→ **Material provided**
┌──
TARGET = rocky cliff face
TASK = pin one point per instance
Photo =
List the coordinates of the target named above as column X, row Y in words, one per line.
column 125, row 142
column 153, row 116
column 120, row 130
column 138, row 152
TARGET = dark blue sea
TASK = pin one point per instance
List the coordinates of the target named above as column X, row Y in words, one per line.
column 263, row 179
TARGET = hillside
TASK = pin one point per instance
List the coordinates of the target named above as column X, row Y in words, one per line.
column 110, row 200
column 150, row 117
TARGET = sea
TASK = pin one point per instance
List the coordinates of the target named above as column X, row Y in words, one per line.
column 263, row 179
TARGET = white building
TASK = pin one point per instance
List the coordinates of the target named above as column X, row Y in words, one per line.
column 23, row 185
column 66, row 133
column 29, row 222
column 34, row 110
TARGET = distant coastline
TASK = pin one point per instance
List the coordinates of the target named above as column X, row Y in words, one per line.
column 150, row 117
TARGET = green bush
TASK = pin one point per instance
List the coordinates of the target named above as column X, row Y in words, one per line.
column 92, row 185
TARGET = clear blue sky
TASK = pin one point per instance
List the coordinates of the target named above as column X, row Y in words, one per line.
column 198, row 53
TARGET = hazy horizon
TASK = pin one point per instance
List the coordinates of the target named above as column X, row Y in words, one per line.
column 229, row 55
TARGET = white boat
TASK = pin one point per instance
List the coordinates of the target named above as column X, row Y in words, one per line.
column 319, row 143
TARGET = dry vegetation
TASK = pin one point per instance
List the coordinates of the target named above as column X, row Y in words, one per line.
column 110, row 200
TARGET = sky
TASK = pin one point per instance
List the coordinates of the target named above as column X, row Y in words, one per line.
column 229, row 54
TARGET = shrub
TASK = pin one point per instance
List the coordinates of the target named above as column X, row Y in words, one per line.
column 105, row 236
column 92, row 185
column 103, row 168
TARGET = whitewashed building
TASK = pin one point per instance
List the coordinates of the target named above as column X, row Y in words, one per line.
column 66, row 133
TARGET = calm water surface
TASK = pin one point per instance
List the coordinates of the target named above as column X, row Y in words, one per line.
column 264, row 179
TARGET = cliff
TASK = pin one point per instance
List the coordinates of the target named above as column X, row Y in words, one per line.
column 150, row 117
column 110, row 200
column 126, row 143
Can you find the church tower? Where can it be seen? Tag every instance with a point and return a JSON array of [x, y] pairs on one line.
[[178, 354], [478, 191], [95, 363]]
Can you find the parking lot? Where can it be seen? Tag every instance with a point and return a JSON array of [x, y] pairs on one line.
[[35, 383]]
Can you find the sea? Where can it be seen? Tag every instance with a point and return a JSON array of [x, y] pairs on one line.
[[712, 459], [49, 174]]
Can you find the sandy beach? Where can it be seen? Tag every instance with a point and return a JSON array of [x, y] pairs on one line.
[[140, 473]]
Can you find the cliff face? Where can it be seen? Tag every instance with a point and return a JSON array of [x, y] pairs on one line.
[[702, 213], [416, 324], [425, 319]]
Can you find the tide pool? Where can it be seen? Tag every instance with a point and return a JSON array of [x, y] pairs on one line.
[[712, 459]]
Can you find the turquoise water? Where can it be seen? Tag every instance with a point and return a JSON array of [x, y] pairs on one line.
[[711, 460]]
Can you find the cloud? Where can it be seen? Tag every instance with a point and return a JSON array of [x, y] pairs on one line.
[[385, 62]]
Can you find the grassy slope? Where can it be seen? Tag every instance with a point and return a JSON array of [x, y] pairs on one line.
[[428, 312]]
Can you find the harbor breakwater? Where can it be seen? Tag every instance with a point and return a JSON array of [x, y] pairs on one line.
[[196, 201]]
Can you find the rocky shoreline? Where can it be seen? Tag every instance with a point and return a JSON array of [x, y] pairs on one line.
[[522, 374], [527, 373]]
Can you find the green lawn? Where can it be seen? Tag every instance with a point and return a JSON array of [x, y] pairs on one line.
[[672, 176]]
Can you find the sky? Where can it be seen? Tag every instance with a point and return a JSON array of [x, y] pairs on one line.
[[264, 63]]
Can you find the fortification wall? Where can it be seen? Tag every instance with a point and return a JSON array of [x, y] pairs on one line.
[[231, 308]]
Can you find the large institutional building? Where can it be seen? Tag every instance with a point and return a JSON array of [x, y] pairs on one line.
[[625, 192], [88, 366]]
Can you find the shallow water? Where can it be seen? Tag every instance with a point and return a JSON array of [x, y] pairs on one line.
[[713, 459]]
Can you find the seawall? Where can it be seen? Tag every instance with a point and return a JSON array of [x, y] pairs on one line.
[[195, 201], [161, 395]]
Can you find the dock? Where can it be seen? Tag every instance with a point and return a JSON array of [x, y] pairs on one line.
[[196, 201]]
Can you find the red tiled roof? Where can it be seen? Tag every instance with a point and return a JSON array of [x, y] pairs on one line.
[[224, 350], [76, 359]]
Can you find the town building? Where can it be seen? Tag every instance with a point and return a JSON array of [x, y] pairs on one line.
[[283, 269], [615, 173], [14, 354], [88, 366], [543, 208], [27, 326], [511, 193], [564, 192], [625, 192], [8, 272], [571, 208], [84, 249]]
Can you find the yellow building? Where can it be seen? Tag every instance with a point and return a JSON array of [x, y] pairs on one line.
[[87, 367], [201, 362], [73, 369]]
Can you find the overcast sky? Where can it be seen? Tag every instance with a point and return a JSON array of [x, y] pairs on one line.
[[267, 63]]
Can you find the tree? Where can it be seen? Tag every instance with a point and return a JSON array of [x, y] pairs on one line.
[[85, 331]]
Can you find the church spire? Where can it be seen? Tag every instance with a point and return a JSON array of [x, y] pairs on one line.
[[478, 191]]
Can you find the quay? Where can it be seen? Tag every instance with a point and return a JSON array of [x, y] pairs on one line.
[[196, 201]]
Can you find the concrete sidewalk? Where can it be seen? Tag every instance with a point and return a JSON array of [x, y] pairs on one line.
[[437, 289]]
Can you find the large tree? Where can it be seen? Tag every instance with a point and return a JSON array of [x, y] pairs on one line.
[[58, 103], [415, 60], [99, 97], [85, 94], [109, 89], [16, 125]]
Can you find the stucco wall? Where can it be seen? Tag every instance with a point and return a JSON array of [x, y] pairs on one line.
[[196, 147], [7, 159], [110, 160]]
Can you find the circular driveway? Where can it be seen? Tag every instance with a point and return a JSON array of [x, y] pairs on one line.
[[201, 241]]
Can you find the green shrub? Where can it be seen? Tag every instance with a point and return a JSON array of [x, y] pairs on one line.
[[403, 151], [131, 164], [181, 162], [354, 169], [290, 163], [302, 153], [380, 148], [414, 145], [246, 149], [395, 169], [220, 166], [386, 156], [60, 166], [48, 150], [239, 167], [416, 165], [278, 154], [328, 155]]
└──
→ **What you have to do**
Output every entry again, exactly as given.

→ **Result of the task**
TARGET = rocky cliff face
TASK = pin one point per instance
Photo =
List the coordinates of the target named above as column X, row Y in words, one per line.
column 125, row 142
column 153, row 116
column 120, row 130
column 138, row 152
TARGET = dark blue sea
TASK = pin one point per instance
List the coordinates of the target named above as column X, row Y in words, one per line.
column 263, row 179
TARGET = hillside
TASK = pin one point per instance
List the coordinates of the target named above as column X, row Y in words, one per line.
column 110, row 200
column 150, row 117
TARGET = sea
TASK = pin one point per instance
List the coordinates of the target named above as column X, row Y in words, one per line.
column 263, row 179
TARGET = white building
TASK = pin one point per instance
List the coordinates of the target named above as column X, row Y in words, one per line.
column 23, row 185
column 66, row 133
column 29, row 222
column 34, row 110
TARGET = distant coastline
TASK = pin one point per instance
List the coordinates of the target named above as column X, row Y in words, one per line.
column 150, row 117
TARGET = green bush
TASK = pin one point per instance
List the coordinates of the target named above as column X, row Y in words, one per line.
column 92, row 185
TARGET = clear blue sky
TASK = pin one point per instance
List the coordinates of the target named above as column X, row Y in words, one per line.
column 198, row 53
TARGET = hazy horizon
TASK = pin one point per instance
List the coordinates of the target named above as column X, row Y in words, one per line.
column 229, row 55
TARGET = white boat
TASK = pin one point per instance
List the coordinates of the target named above as column X, row Y in words, one per line.
column 319, row 143
TARGET = dry vegetation
TASK = pin one point per instance
List the coordinates of the target named above as column X, row Y in words, one per line.
column 110, row 200
TARGET = sky
TASK = pin one point per instance
List the coordinates of the target named above as column X, row Y in words, one per line.
column 229, row 54
TARGET = shrub
TASK = pin one point per instance
List the coordinates of the target named above as column X, row Y in words, one per line.
column 105, row 236
column 92, row 185
column 103, row 168
TARGET = whitewashed building
TASK = pin one point per instance
List the coordinates of the target named above as column X, row Y in words, one per line.
column 66, row 133
TARGET = calm water surface
TASK = pin one point per instance
List the coordinates of the target named above as column X, row Y in words, one per line.
column 264, row 179
TARGET = cliff
TASK = pin one point per instance
List the coordinates of the target named above as column X, row Y in words, one per line.
column 150, row 117
column 110, row 200
column 126, row 143
Can you find the church tower? Where can it be seen? Tag every instance with a point and return a JSON array of [x, y] pairs on one line.
[[178, 354], [478, 191], [95, 363]]
Can you find the parking lot? Where can it be seen? Tag every instance with a point and return a JSON array of [x, y] pairs on one line.
[[35, 383]]
Can you find the sea? Where can it be seen? Tag every instance with a point and return a JSON array of [x, y] pairs on one line.
[[712, 459], [49, 174]]
Can you find the sandy beach? Where can it be seen? Tag every instance with a point and return a JSON array of [x, y] pairs on one line.
[[140, 473]]
Can you find the cliff face? Where can it be seen? Tag every instance with a point and return a JSON array of [x, y] pairs on one line.
[[702, 213], [416, 324], [425, 319]]
Can you find the tide pool? Where can it be seen? Tag every instance with a point and return a JSON array of [x, y] pairs on one line.
[[712, 459]]
Can you find the turquoise water? Where can it be seen? Tag every instance with a point and return a JSON array of [x, y] pairs on one line.
[[711, 460]]
Can you find the cloud? Where can it be seen? Tag every instance with a point and return a JSON array of [x, y] pairs on one line.
[[385, 62]]
Can you find the grassy slope? Where can it be seen? Tag every instance with a point and return a JSON array of [x, y] pairs on one line.
[[428, 312]]
Can you find the harbor breakwater? Where can it be seen? Tag every instance with a point and return a JSON array of [x, y] pairs on one line.
[[196, 201]]
Can you find the rocky shoreline? Where can it be seen? Tag every instance with a point and return a JSON array of [x, y] pairs on one line.
[[522, 374], [527, 373]]
Can you find the green lawn? Where can it be seen? Tag every instance with a point and return a JSON array of [x, y] pairs on one line.
[[672, 176]]
Can you find the sky? Where can it be seen? Tag every instance with a point and return a JSON array of [x, y] pairs on one line.
[[264, 63]]
Can you find the fortification wall? Where can it be seen? Tag every instance with a point and return a JSON array of [x, y] pairs on one line.
[[231, 308]]
Can you find the large institutional building? Where can it be seen? Tag every instance with a point and return a JSON array of [x, y] pairs on one line.
[[625, 192], [88, 366]]
Can you find the shallow water? Where can it be seen? Tag every instance with a point and return a JSON array of [x, y] pairs on one line.
[[713, 459]]
Can you find the seawall? Where can it be seen? Tag every instance with a point and return a JSON array of [x, y] pairs on one line.
[[195, 201], [161, 395]]
Can you find the dock? Where can it be seen? Tag every instance with a point and return a JSON array of [x, y] pairs on one line.
[[196, 201]]
Can you find the red tiled roof? Where can it be seen? Tag every instance with a point and return a JSON array of [x, y] pairs on one line.
[[224, 350], [76, 359]]
Can you find the town building? Where can it be seen? Tag every instance with a point and return a JSON array of [x, y] pairs on one line.
[[283, 269], [615, 173], [14, 354], [88, 366], [543, 208], [27, 326], [511, 193], [564, 192], [625, 192], [8, 272], [571, 208], [84, 249]]
Can you find the yellow building? Where can it be seen? Tag every instance with a point and return a JSON array of [x, y] pairs on one line.
[[87, 367], [201, 362], [73, 369]]
Can you find the overcast sky? Where can it be seen? Tag every instance with a point and return a JSON array of [x, y] pairs on one line.
[[267, 63]]
Can you find the tree? Where can it be seen? Tag every instance with a point and return a JSON array of [x, y] pairs on one line.
[[85, 331]]
Can you find the church spire? Where can it be seen? Tag every instance with a point and return a JSON array of [x, y] pairs on one line.
[[478, 191]]
Can you find the quay? Where can it be seen? Tag every instance with a point and return a JSON array of [x, y] pairs on one line.
[[196, 201]]
Can you find the concrete sidewalk? Where can it be seen? Tag every instance with a point and return a JSON array of [x, y] pairs on one line.
[[437, 289]]
Can you find the large tree? Where can it be seen? Tag every instance with a point and return a JSON array of [x, y] pairs on one line.
[[58, 103], [415, 60], [99, 97], [85, 94], [109, 89], [16, 125]]
Can you find the stucco wall? Where can it be seen? Tag every instance with a point and return a JSON array of [x, y] pairs on one line.
[[196, 147], [7, 159], [110, 160]]
Can you find the circular driveway? Where can it be seen? Tag every instance with a point and return a JSON array of [x, y] pairs on one line.
[[201, 241]]
Can you find the green shrub? Where can it be seen? Tag every instance with a point and return a JSON array of [x, y] pairs on one line.
[[403, 151], [131, 164], [181, 162], [354, 169], [290, 163], [302, 153], [380, 148], [414, 145], [246, 149], [395, 169], [220, 166], [386, 156], [60, 166], [48, 150], [239, 167], [416, 165], [278, 154], [328, 155]]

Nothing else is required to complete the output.